Collection entries:
>>

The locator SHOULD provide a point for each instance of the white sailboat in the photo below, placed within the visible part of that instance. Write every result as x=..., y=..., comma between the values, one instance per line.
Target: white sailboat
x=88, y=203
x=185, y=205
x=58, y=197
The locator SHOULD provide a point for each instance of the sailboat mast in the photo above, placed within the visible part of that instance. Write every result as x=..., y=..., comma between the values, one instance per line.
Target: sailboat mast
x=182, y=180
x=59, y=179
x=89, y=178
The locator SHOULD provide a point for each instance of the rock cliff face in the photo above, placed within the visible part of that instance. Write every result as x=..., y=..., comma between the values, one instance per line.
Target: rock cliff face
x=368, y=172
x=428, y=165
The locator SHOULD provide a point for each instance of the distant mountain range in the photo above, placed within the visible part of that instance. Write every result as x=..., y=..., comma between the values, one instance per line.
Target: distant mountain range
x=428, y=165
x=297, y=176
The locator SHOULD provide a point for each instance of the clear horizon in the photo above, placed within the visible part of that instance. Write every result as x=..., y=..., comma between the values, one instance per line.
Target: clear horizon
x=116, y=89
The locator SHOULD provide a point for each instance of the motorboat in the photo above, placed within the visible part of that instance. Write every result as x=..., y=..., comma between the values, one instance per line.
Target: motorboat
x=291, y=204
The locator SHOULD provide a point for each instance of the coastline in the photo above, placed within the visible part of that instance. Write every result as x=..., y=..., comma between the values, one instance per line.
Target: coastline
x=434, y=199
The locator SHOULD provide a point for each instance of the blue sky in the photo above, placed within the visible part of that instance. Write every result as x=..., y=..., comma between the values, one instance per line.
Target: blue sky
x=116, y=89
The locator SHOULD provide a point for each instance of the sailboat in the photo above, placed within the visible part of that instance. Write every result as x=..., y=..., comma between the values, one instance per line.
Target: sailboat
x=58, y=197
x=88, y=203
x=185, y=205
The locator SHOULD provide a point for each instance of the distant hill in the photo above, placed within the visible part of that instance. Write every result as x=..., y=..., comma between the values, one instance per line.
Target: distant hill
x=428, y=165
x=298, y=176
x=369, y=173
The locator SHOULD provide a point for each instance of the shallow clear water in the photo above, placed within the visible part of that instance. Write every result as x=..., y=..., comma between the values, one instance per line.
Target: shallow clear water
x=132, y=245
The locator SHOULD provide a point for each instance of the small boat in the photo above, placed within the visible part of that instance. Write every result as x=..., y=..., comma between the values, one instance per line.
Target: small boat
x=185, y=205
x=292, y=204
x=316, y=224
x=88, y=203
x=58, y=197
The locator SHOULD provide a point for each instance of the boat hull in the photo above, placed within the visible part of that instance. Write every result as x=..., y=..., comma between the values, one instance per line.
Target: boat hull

<<

### Instructions to follow
Reproduce every item above word for word, with each line unchanged and in its original order.

### The answer
The locator SHOULD provide a point for each instance of the white sailboat in the photo below, placed within the visible part of that instance. Write every result as x=..., y=..., comma between the values, one instance per line.
Target: white sailboat
x=88, y=203
x=185, y=205
x=58, y=197
The locator SHOULD provide a point for each instance of the sailboat mast in the photo above, placed within the visible part of that instance. Write every result as x=..., y=..., comma between the values, one instance per line.
Target: sailboat mast
x=182, y=180
x=59, y=179
x=89, y=178
The locator SHOULD provide a point for each instance of the rock cliff face in the photo above, placed within the visible part of that instance. Write every result as x=..., y=..., comma between the values, one instance per line.
Target: rock cliff face
x=368, y=172
x=428, y=165
The locator SHOULD provide a point for each instance of the distant mountain range in the photo above, placed within the visible part of that instance. Write every result as x=..., y=..., comma between the values, one instance per line.
Target: distant mountain range
x=428, y=165
x=297, y=176
The locator SHOULD provide a point for each instance of the clear horizon in the photo above, placed within the visible part of that instance. Write every result as x=..., y=..., comma between the values, one instance per line.
Target: clear horizon
x=116, y=89
The locator SHOULD provide a point for each instance of the motorboat in the photo above, placed within the visible part of that instance. Write every result as x=..., y=..., comma between the values, one instance per line.
Target: motorboat
x=291, y=204
The locator SHOULD provide a point for each instance of the coastline in the photo above, placed within the visible part of that instance. Write every result as x=..., y=..., comma between the values, one instance per line.
Target: coastline
x=434, y=199
The locator SHOULD provide a point for each instance of the blue sky in the photo above, placed within the visible part of that instance. Write every result as x=..., y=..., comma between the values, one instance per line.
Target: blue sky
x=116, y=89
The locator SHOULD provide a point for each instance of the sailboat in the photo above, placed within the visible part of that instance. Write every result as x=..., y=..., comma between the values, one instance per line.
Target: sailboat
x=58, y=197
x=88, y=203
x=185, y=205
The locator SHOULD provide a point for each instance of the distant hill in the photo above, placed within the visible part of that instance. Write every result as x=..., y=..., comma between the values, one instance per line.
Target: distant hill
x=428, y=165
x=298, y=176
x=369, y=173
The locator SHOULD provide a point for each instance of the shallow clear water in the photo above, placed within the visible part of that instance. Write every result as x=..., y=..., comma between the values, one instance per line.
Target: shallow clear water
x=132, y=245
The locator SHOULD provide a point for each instance of the small boat in the photo above, placed within the visible part of that instance. Write every result as x=..., y=..., comma between the values, one instance per line.
Target: small boat
x=185, y=205
x=292, y=204
x=316, y=224
x=88, y=203
x=58, y=197
The locator SHOULD provide a point for each instance of the boat hull in the photo above, placed within the visible part of that instance. Write every result as x=..., y=..., comma between the values, one instance per line.
Target: boat hull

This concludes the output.